[Document]:
+===+

# Off-Topic Discussion > The Lounge > Tech Talk >  >  What would happen, if I put my Hard Drive that has Windows 7, onto an older computer?

## Jorge

Ok guys here's the lay down.


I had a computer that broke. I pulled out the hard drive. (keep that in mind)


*Now* my mom's laptop is a Toshiba Satellite A105 with:

_________________________________________________

OS Name	Microsoft Windows XP Home Edition
Version	5.1.2600 Service Pack 3 Build 2600
Ram: I think is about 2 Gigs
Hard Drive is about 111 gigs

_________________________________________________



Now, the hard drive that was on my old computer has *windows 7 OS* on it, what would happen if I put that hard drive into my moms old computer with only 2 Gigs of ram? Is it not safe to do that?

----------


## Marvo

Windows Vista had a security measure that would stop the OS from working, if significant hardware parts got changed out. I'm not sure if Windows 7 has the same though.

----------


## CXIV

Nothing would happen. It would work just the same. The OS has nothing to do with the computer make, but rather the hard-drive itself. Your real problem is finding the right adapters.

----------


## Alric

At first I was going to reply just like CXIV did without even thinking about it. Which is apparently a mistake, because windows 7 has some pretty high requirements to run. Apparently you need 1 or 2 gigs of ram to run it, depending on if you are using 32 or 64 bit. Compared to Xp which only required 128 megabytes of ram. However, you meet that requirement, so it shouldn't be an issue.

As for it being safe, your not going to cause any damage to anything by putting it in. Worse case scenario is that the computer just wont start. So if you feel comfortable taking them apart, go ahead and give it a try.

----------


## Clyde Machine

> At first I was going to reply just like CXIV did without even thinking about it.



 ::D:  Lol.

+===+

[Requests]:
A - What model is the laptop belonging to Jorge's mom, according to the forum thread?
B - Return the part of the forum thread that begins at the words "Now, the hard" and stops after "to do that?", copied without any change.

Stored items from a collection

+===+

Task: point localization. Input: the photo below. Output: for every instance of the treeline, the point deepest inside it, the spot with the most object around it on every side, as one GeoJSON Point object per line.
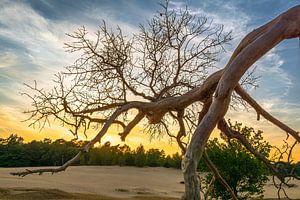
{"type": "Point", "coordinates": [15, 153]}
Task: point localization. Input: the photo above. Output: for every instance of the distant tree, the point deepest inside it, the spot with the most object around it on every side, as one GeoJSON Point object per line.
{"type": "Point", "coordinates": [244, 173]}
{"type": "Point", "coordinates": [164, 73]}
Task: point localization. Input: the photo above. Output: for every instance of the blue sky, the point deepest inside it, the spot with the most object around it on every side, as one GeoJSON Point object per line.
{"type": "Point", "coordinates": [32, 33]}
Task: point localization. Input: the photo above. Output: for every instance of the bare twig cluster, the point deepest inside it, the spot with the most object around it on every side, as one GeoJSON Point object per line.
{"type": "Point", "coordinates": [161, 76]}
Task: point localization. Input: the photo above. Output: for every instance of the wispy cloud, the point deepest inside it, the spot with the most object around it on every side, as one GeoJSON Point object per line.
{"type": "Point", "coordinates": [7, 59]}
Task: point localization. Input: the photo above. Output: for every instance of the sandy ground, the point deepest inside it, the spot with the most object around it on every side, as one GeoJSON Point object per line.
{"type": "Point", "coordinates": [114, 181]}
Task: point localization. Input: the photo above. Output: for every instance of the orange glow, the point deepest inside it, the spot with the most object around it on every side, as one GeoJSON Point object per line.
{"type": "Point", "coordinates": [10, 123]}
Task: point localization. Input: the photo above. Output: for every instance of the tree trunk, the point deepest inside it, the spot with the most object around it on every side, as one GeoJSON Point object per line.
{"type": "Point", "coordinates": [283, 27]}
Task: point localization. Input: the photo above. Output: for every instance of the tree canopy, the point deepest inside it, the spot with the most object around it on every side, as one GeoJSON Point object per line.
{"type": "Point", "coordinates": [164, 73]}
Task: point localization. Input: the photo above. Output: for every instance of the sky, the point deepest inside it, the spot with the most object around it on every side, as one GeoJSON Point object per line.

+===+

[Written responses]:
A - A Toshiba Satellite A105.

B -
Now, the hard drive that was on my old computer has *windows 7 OS* on it, what would happen if I put that hard drive into my moms old computer with only 2 Gigs of ram? Is it not safe to do that?